Aim of the exercise => Arrange the material below as a JSON list of strings, one string per line, skipping any blank lines.

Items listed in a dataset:
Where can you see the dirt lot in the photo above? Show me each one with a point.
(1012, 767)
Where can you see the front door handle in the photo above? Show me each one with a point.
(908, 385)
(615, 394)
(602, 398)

Complete output =>
[
  "Where can you see the dirt lot in the photo above? Show me each one with a point.",
  "(1012, 767)",
  "Where can you see the front door handle in the photo above? Show me each one with a point.",
  "(908, 385)",
  "(615, 394)",
  "(602, 398)"
]